Available data.
_ _ _ _ _

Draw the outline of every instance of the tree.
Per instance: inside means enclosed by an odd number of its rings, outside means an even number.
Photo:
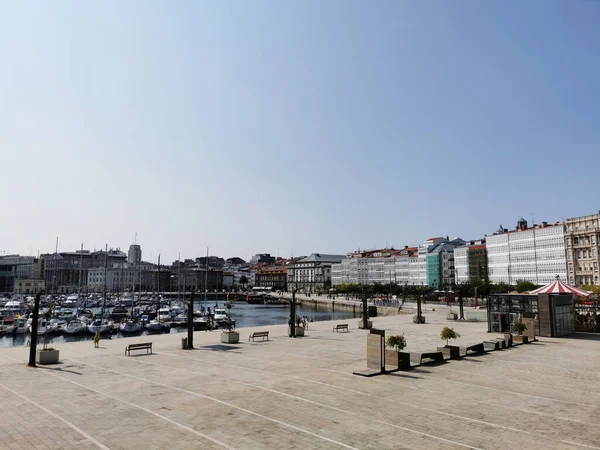
[[[244,287],[246,287],[246,285],[248,284],[248,278],[246,278],[246,275],[242,275],[240,277],[240,284]]]
[[[388,336],[388,338],[385,340],[385,345],[388,347],[393,347],[397,352],[399,352],[406,347],[406,339],[404,338],[403,334],[399,336]]]
[[[516,289],[517,289],[517,292],[519,292],[519,293],[533,291],[536,288],[537,288],[537,285],[533,284],[531,281],[527,281],[527,280],[518,280],[517,281]]]
[[[454,328],[450,328],[450,327],[444,327],[442,328],[442,332],[440,333],[440,339],[442,340],[446,340],[446,345],[448,345],[448,342],[450,339],[456,339],[459,338],[460,334],[458,334],[456,331],[454,331]]]
[[[507,284],[504,282],[490,284],[489,286],[490,286],[490,292],[492,292],[494,294],[506,294],[512,290],[512,286],[510,284]]]
[[[463,298],[469,297],[473,293],[473,289],[474,289],[473,285],[471,283],[469,283],[468,281],[465,281],[463,283],[458,283],[457,285],[454,286],[454,293],[458,297],[458,304],[460,306],[460,317],[459,317],[460,320],[465,319]]]

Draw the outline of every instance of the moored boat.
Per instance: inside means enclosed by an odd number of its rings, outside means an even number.
[[[79,319],[71,320],[63,330],[66,334],[82,334],[87,331],[87,324]]]
[[[112,321],[106,319],[96,319],[88,325],[87,330],[95,334],[100,331],[100,334],[109,333],[112,330]]]
[[[142,323],[138,320],[128,319],[121,322],[119,330],[121,333],[137,333],[138,331],[142,331]]]

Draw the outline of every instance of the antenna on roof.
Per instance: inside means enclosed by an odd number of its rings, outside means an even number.
[[[135,232],[135,236],[133,238],[133,244],[137,244],[137,231]]]

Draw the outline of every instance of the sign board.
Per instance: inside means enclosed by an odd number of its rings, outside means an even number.
[[[367,335],[367,367],[385,370],[385,331],[371,329]]]
[[[529,338],[529,342],[535,340],[535,318],[533,317],[523,317],[523,324],[527,327],[527,329],[523,332],[523,336],[527,336]]]

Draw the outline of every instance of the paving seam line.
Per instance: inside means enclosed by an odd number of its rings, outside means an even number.
[[[10,359],[12,359],[13,361],[17,361],[16,359],[13,359],[13,358],[10,358]],[[17,362],[20,362],[20,361],[17,361]],[[41,370],[44,370],[44,369],[41,369]],[[160,419],[162,419],[162,420],[165,420],[165,421],[167,421],[167,422],[169,422],[169,423],[171,423],[171,424],[173,424],[173,425],[175,425],[175,426],[177,426],[177,427],[179,427],[179,428],[182,428],[182,429],[184,429],[184,430],[187,430],[187,431],[189,431],[189,432],[191,432],[191,433],[193,433],[193,434],[195,434],[195,435],[197,435],[197,436],[200,436],[200,437],[202,437],[202,438],[204,438],[204,439],[207,439],[207,440],[209,440],[209,441],[211,441],[211,442],[213,442],[213,443],[215,443],[215,444],[217,444],[217,445],[220,445],[221,447],[224,447],[224,448],[226,448],[226,449],[228,449],[228,450],[236,450],[234,447],[231,447],[231,446],[229,446],[229,445],[227,445],[227,444],[225,444],[225,443],[223,443],[223,442],[220,442],[220,441],[218,441],[217,439],[214,439],[214,438],[212,438],[212,437],[210,437],[210,436],[208,436],[208,435],[206,435],[206,434],[204,434],[204,433],[202,433],[202,432],[200,432],[200,431],[194,430],[193,428],[189,428],[189,427],[187,427],[187,426],[185,426],[185,425],[183,425],[183,424],[181,424],[181,423],[179,423],[179,422],[176,422],[176,421],[174,421],[174,420],[172,420],[172,419],[169,419],[168,417],[165,417],[165,416],[163,416],[162,414],[158,414],[157,412],[154,412],[154,411],[152,411],[152,410],[150,410],[150,409],[148,409],[148,408],[144,408],[143,406],[136,405],[135,403],[131,403],[131,402],[128,402],[128,401],[126,401],[126,400],[122,400],[122,399],[120,399],[120,398],[118,398],[118,397],[113,397],[112,395],[105,394],[104,392],[101,392],[101,391],[98,391],[98,390],[96,390],[96,389],[93,389],[93,388],[91,388],[91,387],[85,386],[84,384],[77,383],[76,381],[72,381],[72,380],[69,380],[69,379],[67,379],[67,378],[61,377],[60,375],[57,375],[57,374],[55,374],[55,373],[47,372],[46,370],[44,370],[44,373],[45,373],[45,374],[47,374],[47,375],[51,375],[51,376],[53,376],[53,377],[59,378],[59,379],[61,379],[61,380],[63,380],[63,381],[66,381],[67,383],[71,383],[71,384],[74,384],[74,385],[76,385],[76,386],[79,386],[79,387],[82,387],[82,388],[84,388],[84,389],[87,389],[87,390],[89,390],[89,391],[95,392],[96,394],[99,394],[99,395],[101,395],[101,396],[103,396],[103,397],[107,397],[107,398],[110,398],[110,399],[112,399],[112,400],[116,400],[116,401],[118,401],[118,402],[120,402],[120,403],[123,403],[123,404],[126,404],[126,405],[128,405],[128,406],[131,406],[132,408],[140,409],[140,410],[142,410],[142,411],[144,411],[144,412],[146,412],[146,413],[148,413],[148,414],[151,414],[151,415],[153,415],[153,416],[155,416],[155,417],[158,417],[158,418],[160,418]],[[4,386],[4,387],[5,387],[5,386]],[[17,394],[17,395],[18,395],[18,394]],[[32,403],[33,403],[33,402],[32,402]],[[44,408],[44,407],[42,407],[41,405],[40,405],[39,407],[40,407],[40,408]],[[47,410],[47,411],[48,411],[50,414],[52,414],[52,415],[55,415],[55,414],[54,414],[54,413],[52,413],[51,411],[49,411],[49,410]],[[66,419],[62,419],[62,418],[61,418],[60,416],[58,416],[57,414],[56,414],[55,416],[56,416],[57,418],[59,418],[59,419],[63,420],[63,422],[65,422],[65,423],[68,423],[68,424],[69,424],[69,426],[75,427],[75,428],[76,428],[76,429],[77,429],[77,430],[78,430],[80,433],[84,434],[86,437],[87,437],[87,436],[89,436],[89,435],[87,435],[87,433],[85,433],[83,430],[79,430],[79,429],[78,429],[78,428],[77,428],[75,425],[73,425],[73,424],[70,424],[70,422],[68,422]],[[97,442],[97,441],[95,441],[95,439],[94,439],[94,438],[92,438],[91,436],[90,436],[89,438],[92,440],[92,442],[94,442],[94,443],[96,443],[96,442]],[[100,444],[99,442],[98,442],[98,444],[97,444],[97,445],[100,445],[100,446],[101,446],[101,448],[102,448],[102,449],[104,449],[104,450],[110,450],[110,448],[103,446],[103,445],[102,445],[102,444]]]

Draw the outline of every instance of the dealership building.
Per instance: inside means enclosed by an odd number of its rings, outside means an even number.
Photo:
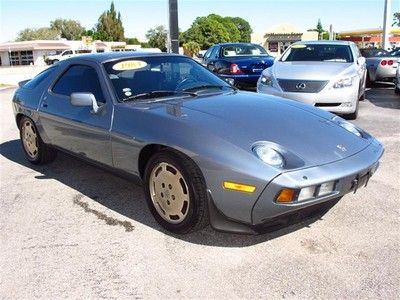
[[[280,24],[265,32],[253,33],[251,42],[263,46],[274,56],[280,55],[298,41],[317,40],[318,32],[305,31],[291,24]]]
[[[48,55],[59,54],[64,50],[90,50],[92,52],[135,51],[140,45],[127,45],[125,42],[35,40],[0,43],[0,66],[45,65]]]
[[[357,43],[360,48],[382,47],[383,30],[382,28],[359,29],[338,32],[341,40]],[[393,27],[389,30],[389,43],[391,47],[400,47],[400,28]]]

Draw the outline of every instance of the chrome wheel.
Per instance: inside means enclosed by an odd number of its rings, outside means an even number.
[[[189,189],[185,178],[173,165],[161,162],[151,171],[150,198],[157,213],[171,224],[181,223],[189,211]]]
[[[39,154],[39,144],[36,128],[32,121],[24,121],[21,127],[21,137],[26,154],[31,159],[36,159]]]

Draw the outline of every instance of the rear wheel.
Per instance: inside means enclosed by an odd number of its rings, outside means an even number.
[[[206,185],[190,158],[160,151],[148,162],[144,179],[147,204],[162,227],[183,234],[208,224]]]
[[[394,88],[394,92],[395,92],[397,95],[400,95],[400,89],[399,89],[397,86]]]
[[[56,157],[56,150],[43,143],[35,123],[28,117],[19,122],[20,139],[25,157],[33,164],[51,162]]]

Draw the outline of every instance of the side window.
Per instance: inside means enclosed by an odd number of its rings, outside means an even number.
[[[62,54],[62,56],[64,56],[64,55],[70,55],[70,54],[72,54],[72,50],[65,51],[65,52]]]
[[[210,49],[207,50],[207,52],[204,54],[204,59],[209,59],[211,52],[213,51],[215,47],[211,47]]]
[[[70,67],[57,80],[53,87],[53,93],[68,97],[72,93],[92,93],[97,101],[105,102],[96,70],[84,65]]]
[[[35,77],[33,77],[31,80],[29,80],[27,83],[24,84],[24,88],[27,89],[34,89],[37,87],[39,84],[41,84],[47,77],[50,76],[51,73],[53,73],[54,70],[57,69],[57,66],[50,67],[43,72],[39,73]]]
[[[214,59],[218,57],[218,52],[219,52],[219,47],[214,47],[214,49],[211,52],[210,58]]]

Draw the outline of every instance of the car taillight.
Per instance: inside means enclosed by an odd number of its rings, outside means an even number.
[[[388,66],[393,65],[393,60],[388,60],[387,64],[388,64]]]
[[[384,59],[381,60],[381,65],[382,65],[382,66],[386,66],[387,63],[388,63],[388,62],[387,62],[386,60],[384,60]],[[393,62],[392,62],[392,63],[393,63]]]
[[[231,74],[241,74],[242,73],[242,71],[240,70],[240,68],[237,64],[231,64],[230,72],[231,72]]]

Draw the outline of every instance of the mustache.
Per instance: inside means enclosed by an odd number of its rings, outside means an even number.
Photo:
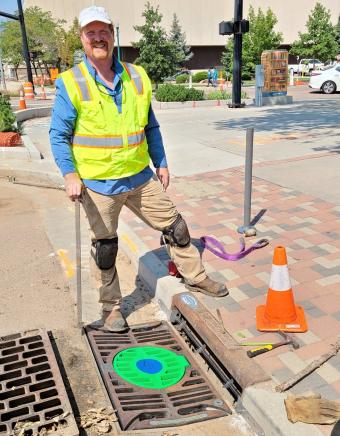
[[[103,41],[103,40],[101,40],[101,41],[93,41],[93,42],[91,42],[91,46],[92,46],[92,47],[95,46],[95,45],[97,45],[97,44],[105,44],[105,45],[107,45],[107,42],[106,42],[106,41]]]

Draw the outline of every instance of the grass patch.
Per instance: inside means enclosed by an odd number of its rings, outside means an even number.
[[[207,100],[231,100],[232,94],[229,91],[213,91],[206,95]],[[246,92],[241,92],[241,98],[248,98],[248,95]]]

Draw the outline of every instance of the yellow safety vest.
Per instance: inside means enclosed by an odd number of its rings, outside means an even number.
[[[71,146],[75,167],[83,179],[129,177],[149,164],[144,127],[151,82],[142,67],[122,65],[122,113],[84,62],[60,75],[78,112]]]

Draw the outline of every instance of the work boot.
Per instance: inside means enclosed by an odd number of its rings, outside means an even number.
[[[185,287],[190,291],[202,292],[202,294],[209,295],[209,297],[225,297],[229,291],[224,283],[215,282],[209,277],[206,277],[201,282],[191,285],[187,282]]]
[[[103,310],[101,321],[103,323],[101,330],[104,331],[120,333],[129,328],[119,307],[115,307],[112,310]]]

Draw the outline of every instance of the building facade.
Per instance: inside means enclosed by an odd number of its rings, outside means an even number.
[[[331,11],[331,20],[337,23],[340,13],[339,0],[244,0],[243,16],[247,17],[249,5],[255,10],[271,8],[278,19],[276,31],[283,34],[283,47],[288,47],[298,37],[298,32],[305,31],[308,15],[319,1]],[[64,19],[70,25],[79,11],[92,5],[92,0],[24,0],[24,8],[39,6],[51,11],[54,18]],[[131,43],[140,39],[140,34],[133,26],[143,24],[142,12],[146,1],[142,0],[97,0],[95,4],[104,6],[115,26],[119,26],[119,42],[122,58],[133,61],[136,51]],[[209,68],[220,63],[226,37],[219,35],[219,23],[231,20],[234,15],[234,1],[232,0],[150,0],[153,6],[159,6],[163,15],[161,25],[169,31],[176,13],[182,31],[186,34],[186,41],[194,52],[189,68]]]

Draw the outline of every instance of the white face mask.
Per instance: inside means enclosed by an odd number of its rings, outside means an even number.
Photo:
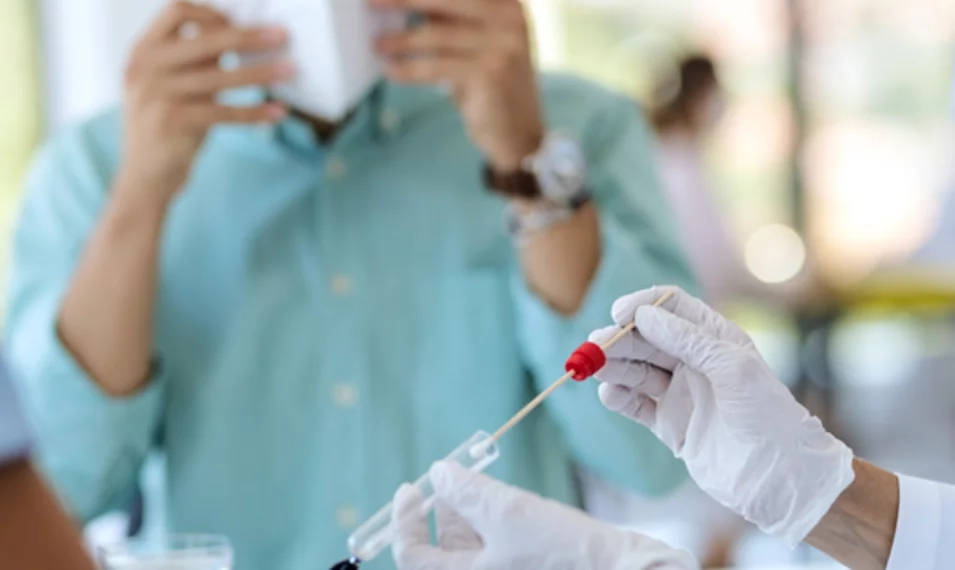
[[[295,77],[274,85],[278,99],[309,115],[343,119],[381,77],[375,38],[407,27],[407,14],[380,13],[365,0],[208,0],[238,25],[289,32],[285,57]]]

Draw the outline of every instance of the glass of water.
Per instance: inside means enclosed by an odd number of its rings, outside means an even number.
[[[97,554],[103,570],[232,570],[232,546],[223,536],[130,540],[101,547]]]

_ _ _ _ _

About this task.
The response must match the data line for line, from its first line through the line with "Draw the outline of every instance of the paving", inclusive, and must leave out the pictures.

Exercise result.
Draw the outline of every instance of the tree.
Per instance: inside means enclosed by an odd number of its rings, outside means an even number.
Photo:
[[[244,287],[246,287],[246,285],[248,284],[248,278],[246,278],[246,275],[242,275],[240,277],[240,284]]]
[[[388,336],[388,338],[385,340],[385,345],[388,347],[393,347],[397,352],[399,352],[406,347],[406,339],[404,338],[403,334],[399,336]]]
[[[516,289],[517,289],[517,292],[519,292],[519,293],[533,291],[536,288],[537,288],[537,285],[533,284],[531,281],[527,281],[527,280],[518,280],[517,281]]]
[[[454,328],[450,328],[450,327],[444,327],[442,328],[442,332],[440,333],[440,339],[442,340],[446,340],[446,345],[448,345],[448,342],[450,339],[456,339],[459,338],[460,334],[458,334],[456,331],[454,331]]]
[[[507,284],[504,282],[490,284],[489,286],[490,286],[490,292],[492,292],[494,294],[506,294],[512,290],[512,286],[510,284]]]
[[[463,298],[469,297],[473,293],[473,289],[474,289],[473,285],[471,283],[469,283],[468,281],[465,281],[463,283],[458,283],[457,285],[454,286],[454,293],[458,297],[458,304],[460,306],[460,317],[459,317],[460,320],[465,319]]]

Draw the outline of every instance of the moored boat.
Per instance: inside means enclosed by an odd number of its rings, outside means an even number.
[[[79,319],[71,320],[63,330],[66,334],[82,334],[87,331],[87,324]]]
[[[112,321],[106,319],[96,319],[88,325],[87,330],[95,334],[100,331],[100,334],[109,333],[112,330]]]
[[[142,323],[138,320],[128,319],[121,322],[119,330],[121,333],[137,333],[138,331],[142,331]]]

Draw the outline of every instance of the antenna on roof.
Per instance: inside means enclosed by an odd number of its rings, outside means an even number.
[[[135,232],[135,236],[133,238],[133,244],[137,244],[137,231]]]

Draw the outline of every instance of the sign board.
Per instance: inside means enclosed by an odd number of its rings, outside means an even number.
[[[367,335],[367,367],[385,370],[385,331],[371,329]]]
[[[529,338],[529,342],[535,340],[535,318],[533,317],[523,317],[523,324],[527,327],[527,329],[523,332],[523,336],[527,336]]]

Draw the outline of every instance of the paving seam line.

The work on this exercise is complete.